(Position annotation entries)
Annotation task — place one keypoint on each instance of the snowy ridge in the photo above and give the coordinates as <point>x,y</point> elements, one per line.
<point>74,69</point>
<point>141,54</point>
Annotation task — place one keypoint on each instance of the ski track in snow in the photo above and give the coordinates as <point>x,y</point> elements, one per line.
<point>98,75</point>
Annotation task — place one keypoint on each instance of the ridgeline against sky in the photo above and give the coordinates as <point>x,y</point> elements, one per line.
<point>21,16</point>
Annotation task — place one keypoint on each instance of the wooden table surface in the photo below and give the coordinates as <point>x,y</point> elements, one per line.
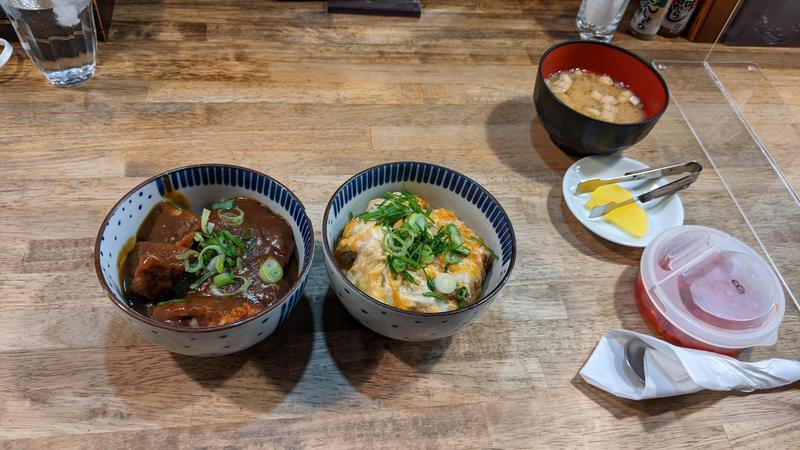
<point>311,99</point>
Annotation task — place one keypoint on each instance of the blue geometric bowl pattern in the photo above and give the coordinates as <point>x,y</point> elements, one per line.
<point>443,188</point>
<point>201,185</point>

Stated goal: Rewrite all the entries above, replacing "keypoint" with "marker" and keeping everything else the same. Leave the pictures out.

The result:
Annotation task — place one marker on each instance of the snowy ridge in the photo above and give the coordinates as <point>x,y</point> elements, one per line.
<point>74,69</point>
<point>141,54</point>
Annotation task — place one marker on each instance of the ski track in snow in the photo above and give the coordinates as <point>x,y</point> elements, one per line.
<point>98,75</point>
Annotation task — place one marker on each instance of the ridgeline against sky in the photo above and give the coordinates as <point>x,y</point> elements, one per line.
<point>21,16</point>
Annotation task — place one marker on each instance of the wooden table surface in the photo below and give the coordinates as <point>x,y</point> elements, one per line.
<point>311,99</point>
Annotation task — place one marker on each instance of the blue geometric bowl pattern in the photo above and give the coordinates as <point>x,y</point> elements, one per line.
<point>443,188</point>
<point>201,185</point>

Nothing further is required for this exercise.